**Texte fourni**
★ ★ ★ ★ ★
Le 13/04/2020, le président de la République a affirmé que l'Algérie « maîtrise la situation » concernant la pandémie du coronavirus.

Le 14/04/2020, le ministre en charge de la santé a déclaré que « grâce à l'utilisation de la chloroquine et à la prise de conscience de la population, il y a une stabilité de la pandémie ».

Le 20/04/2020, le ministre en charge de la santé a précisé que la mortalité due au Covid-19 en Algérie était en décrue, en soulignant que 40 malades seulement étaient en phase de réanimation. S'agissant du traitement à la chloroquine, il a fait état de son efficacité, en précisant que « 4000 malades ont suivi le protocole ».

Par ailleurs, un communiqué des services du Premier ministre daté du 19/04/2020 a prévu la reconduction pour une période supplémentaire de dix (10) jours jusqu'au 29/04/2020 du dispositif actuel de confinement ainsi que pour l'ensemble des mesures préventives qui l'accompagnent.

Il est rappelé que le dispositif en vigueur concerne le confinement total pour la wilaya de Blida et le confinement partiel pour trente-huit (38) wilayas, de 19h à 7h ainsi que neuf (9) autres wilayas, en l'occurrence les wilayas de Bejaia, Tlemcen, Tizi-Ouzou, Alger, Sétif, Médéa, Oran, Tipaza et Aïn Defla, de 15h à 7h.

Depuis le 19/04/2020, le ministère en charge de la santé précise que les cas nouveaux « ont été confirmés Covid-19 biologiquement à la PCR »

Au 21/04/2020, il a été enregistré 2811 personnes infectées dont 392 sont décédés. Comme il a été, également, souligné que 4527 personnes sont sous traitement, sans aucune autre précision.

Ce constat et ces décisions des pouvoirs publics impliquent quelques observations :

1-Aucun vaccin, aucun traitement (médicament) n'a été découvert pour lutter contre le Covid-19. Ce pourquoi, aucun Etat ne peut maîtriser cette situation sanitaire alarmante.

2-Seules les mesures de distanciation sociale et les règles de protection individuelle sont à même de diminuer la propagation de ce virus.

3-Pour assurer une « maîtrise » du Covid-19, il faut réduire la vitesse de propagation du virus, à défaut d'un médicament ou vaccin.

4-Il est trop tôt de parler de décrue de la mortalité. Le nombre de morts fluctue sans qu'on puisse connaître les causes exactes. Pour cerner une baisse de la mortalité due au Covid-19, une certaine stabilité dans la baisse du nombre de morts est requise.

5-Corrélativement à l'observation suscitée, le nombre de personnes infectées par jour n'a pas connu une tendance à la baisse. Qu'on en juge, sur une semaine, soit du 15 au 21/04/2020, le nombre des personnes infectées est ainsi qu'il suit :

- Le 15/04/2020 : 90 personnes infectées,

- Le 16/04/2020 : 108 personnes infectées,

- Le 17/04/2020 : 150 personnes infectées,

- Le 18/04/2020 : 116 personnes infectées,

- Le 19/04/2020 : 95 personnes infectées,

- Le 20/04/2020 : 89 personnes infectées,

- Le 21/04/2020 : 93 personnes infectées.
★ ★ ★ ★ ★
**Les données**
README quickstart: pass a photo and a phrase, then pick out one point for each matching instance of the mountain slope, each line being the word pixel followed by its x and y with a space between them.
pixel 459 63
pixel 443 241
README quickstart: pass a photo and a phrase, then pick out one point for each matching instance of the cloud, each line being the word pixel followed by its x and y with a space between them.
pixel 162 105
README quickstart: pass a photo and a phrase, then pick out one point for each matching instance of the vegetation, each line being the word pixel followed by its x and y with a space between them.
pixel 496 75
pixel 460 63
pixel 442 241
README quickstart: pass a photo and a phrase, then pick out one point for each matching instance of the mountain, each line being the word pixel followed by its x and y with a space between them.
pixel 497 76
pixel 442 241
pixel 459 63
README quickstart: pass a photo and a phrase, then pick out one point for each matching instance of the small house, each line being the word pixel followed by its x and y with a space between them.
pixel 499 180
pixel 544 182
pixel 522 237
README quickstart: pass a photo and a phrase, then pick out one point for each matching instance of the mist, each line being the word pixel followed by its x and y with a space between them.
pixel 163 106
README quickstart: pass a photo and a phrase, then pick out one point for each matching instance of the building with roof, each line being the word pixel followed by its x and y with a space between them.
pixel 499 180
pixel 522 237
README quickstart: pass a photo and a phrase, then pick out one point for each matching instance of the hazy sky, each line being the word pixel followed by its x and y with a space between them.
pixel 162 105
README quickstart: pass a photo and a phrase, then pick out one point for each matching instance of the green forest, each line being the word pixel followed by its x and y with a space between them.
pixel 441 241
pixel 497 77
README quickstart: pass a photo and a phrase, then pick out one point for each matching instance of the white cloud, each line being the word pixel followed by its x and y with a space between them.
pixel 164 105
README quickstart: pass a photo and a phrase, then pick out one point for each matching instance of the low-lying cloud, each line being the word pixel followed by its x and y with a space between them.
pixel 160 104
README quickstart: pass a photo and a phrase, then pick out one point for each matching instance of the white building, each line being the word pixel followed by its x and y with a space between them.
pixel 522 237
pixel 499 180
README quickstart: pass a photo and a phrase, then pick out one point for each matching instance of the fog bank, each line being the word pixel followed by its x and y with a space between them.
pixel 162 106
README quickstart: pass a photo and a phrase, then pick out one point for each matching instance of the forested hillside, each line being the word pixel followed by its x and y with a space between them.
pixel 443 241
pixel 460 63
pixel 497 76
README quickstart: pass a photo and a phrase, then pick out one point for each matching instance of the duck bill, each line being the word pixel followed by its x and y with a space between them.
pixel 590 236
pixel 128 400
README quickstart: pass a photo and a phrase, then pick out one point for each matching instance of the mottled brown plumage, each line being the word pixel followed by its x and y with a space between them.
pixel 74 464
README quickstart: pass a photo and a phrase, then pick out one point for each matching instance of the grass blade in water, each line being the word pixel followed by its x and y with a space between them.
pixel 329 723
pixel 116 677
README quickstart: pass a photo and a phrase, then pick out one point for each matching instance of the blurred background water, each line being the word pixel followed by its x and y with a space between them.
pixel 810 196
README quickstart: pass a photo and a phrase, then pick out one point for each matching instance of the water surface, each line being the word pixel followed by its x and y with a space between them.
★ ★ ★ ★ ★
**Mise en pratique**
A. Mettez à jour le texte sur le Covid-19 en Algérie en le reprenant depuis « Depuis le 19/04/2020, le » et jusqu'à « aucune autre précision. », avec « 2983 » à la place de « 2811 ».
B. Poursuivez le texte sur la pandémie de Covid-19 en Algérie à partir de sa dernière phrase.

**Réponses par exercice**
A.
Depuis le 19/04/2020, le ministère en charge de la santé précise que les cas nouveaux « ont été confirmés Covid-19 biologiquement à la PCR »

Au 21/04/2020, il a été enregistré 2983 personnes infectées dont 392 sont décédés. Comme il a été, également, souligné que 4527 personnes sont sous traitement, sans aucune autre précision.

B.
6-Le test biologique PCR (Polymerase Chain Reaction ? réaction en chaîne polymérase), repose sur l'analyse génétique et se base sur le génome du virus. Ce test ne réagit que si la personne testée est déjà malade et dans les premiers jours du symptôme. Selon plusieurs études, les cas de faux négatifs pourraient représenter 30% des patients testés. Il se pratique par un écouvillon (un sorte de grand coton-tige) que l'on enfonce dans le nez du patient pour y prélever de l'ADN ou dans la bouche jusqu'à l'arrière-gorge.

7-Les 4527 personnes sous traitement ont-elles été diagnostiquées comme étant contaminées au Covid-19 ? Sont-elles des patients positifs au Covid-19 ? Le ministre en charge de la santé, dans une interview au quotidien El-Watan, dans sa livraison du 19/04/2020, a déclaré sur cet écart significatif entre le nombre de personnes sous traitement à la chloroquine et le nombre des personnes infectées, ce qui suit : « dès lors qu'un patient arrive même sans signes cliniques et s'il a été en contact avec un Covid-19, on fait un scanner car devant une forte présomption au Covid-19, on fait une imagerie à défaut de test. On préfère démarrer le traitement (à la chloroquine) que de laisser évoluer vers une forme plus grave, même si l'on a pas de certitude de la contamination? c'est pourquoi les cas diagnostiqués au scanner, qui n'est pas affirmatif, sont mis à part et ne peuvent être cumulés avec ceux diagnostiqués à la PCR, qui est l'examen le plus sûr ».

Cette réponse pose un réel problème d'éthique. En effet, comment peut-on soumettre 4527 personnes, le nombre arrêté au 21/04/2020, au protocole du traitement à chloroquine, alors qu'on n'est pas sûr de leur contamination au Covid-19.

Et ce d'autant plus que la revue indépendante Prescrire, dont les travaux font référence depuis de nombreuses années en matière d'analyse de l'efficacité du médicament, a estimé que le traitement à la chloroquine augmente le risque d'effets indésirables cardiaques graves.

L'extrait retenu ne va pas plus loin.